- Task goal
Turn the lines below into a numbered list, omitting any blank lines. Leave the pictures out of the list.

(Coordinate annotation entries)
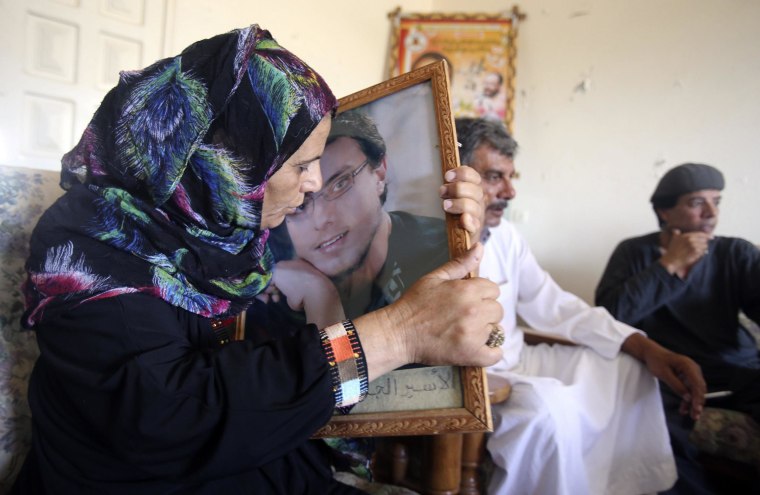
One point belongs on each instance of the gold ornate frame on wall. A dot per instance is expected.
(402, 99)
(480, 49)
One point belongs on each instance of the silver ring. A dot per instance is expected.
(496, 337)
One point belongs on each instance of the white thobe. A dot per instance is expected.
(580, 420)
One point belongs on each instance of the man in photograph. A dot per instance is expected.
(344, 234)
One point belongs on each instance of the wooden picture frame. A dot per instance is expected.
(394, 104)
(480, 49)
(412, 115)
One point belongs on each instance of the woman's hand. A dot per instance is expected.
(463, 195)
(443, 319)
(308, 290)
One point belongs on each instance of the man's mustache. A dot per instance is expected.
(499, 204)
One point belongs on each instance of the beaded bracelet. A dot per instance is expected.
(348, 366)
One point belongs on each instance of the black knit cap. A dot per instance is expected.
(686, 178)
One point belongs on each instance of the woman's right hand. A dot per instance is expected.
(308, 290)
(443, 319)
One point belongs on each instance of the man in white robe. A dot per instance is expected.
(584, 419)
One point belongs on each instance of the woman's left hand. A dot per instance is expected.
(463, 196)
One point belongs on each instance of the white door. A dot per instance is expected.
(58, 60)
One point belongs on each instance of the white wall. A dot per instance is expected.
(666, 81)
(346, 41)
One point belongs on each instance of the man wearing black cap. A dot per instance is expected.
(685, 287)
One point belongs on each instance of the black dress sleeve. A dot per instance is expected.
(132, 381)
(635, 285)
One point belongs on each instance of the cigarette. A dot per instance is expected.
(715, 395)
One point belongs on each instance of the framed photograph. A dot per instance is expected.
(480, 50)
(384, 162)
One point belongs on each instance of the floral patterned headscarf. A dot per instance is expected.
(166, 186)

- Solution to this task
1. One point belongs on each instance of the gold ornate frame on wall. A dot per instance is expected.
2. (402, 99)
3. (480, 49)
4. One point belongs on each instance of the silver ring. A dot per instance is expected.
5. (496, 337)
6. One point belongs on each instance of the white thobe. A dot per instance is expected.
7. (580, 420)
8. One point belongs on each instance of the man in photograph. A dot per instance is expected.
9. (344, 234)
10. One point belongs on each instance of the wooden picture frame. A dot per instance is expected.
11. (394, 104)
12. (480, 49)
13. (412, 115)
14. One point belongs on each instance of the woman's hand. A dot per instance is expected.
15. (463, 195)
16. (443, 319)
17. (308, 290)
18. One point belongs on each instance of the man's mustache. A dot per instance is expected.
19. (499, 204)
20. One point belongs on each instance of the beaded bracelet. A dot per instance is expected.
21. (348, 366)
22. One point belongs on each instance of the black knit cap. A dot per instance is expected.
23. (686, 178)
24. One point belongs on each instance of the woman's right hand. A dot per instance is expected.
25. (308, 290)
26. (443, 319)
27. One point belongs on each instance of the man in white robe. A dot per instance is expected.
28. (584, 419)
29. One point belongs on each instance of the woman's left hand. A dot per instance is expected.
30. (463, 196)
31. One point belongs on each instance of the white door. A dot per instance is expected.
32. (58, 60)
33. One point belongs on each instance of the white wall. A dot per instance is expected.
34. (666, 81)
35. (346, 41)
36. One point belongs on each instance of the man wearing black cap. A dot per instance is expected.
37. (685, 287)
38. One point belongs on each instance of the black dress sleeve. A dot per instance is expected.
39. (132, 381)
40. (635, 285)
41. One point belongs on each instance of the cigarette. A dot per instance is expected.
42. (715, 395)
43. One point belongs on each instance of the framed photograph. A dot per instance is expected.
44. (480, 50)
45. (384, 162)
46. One point belongs on each instance of the floral patterned headscarf. A dot per instance is expected.
47. (166, 186)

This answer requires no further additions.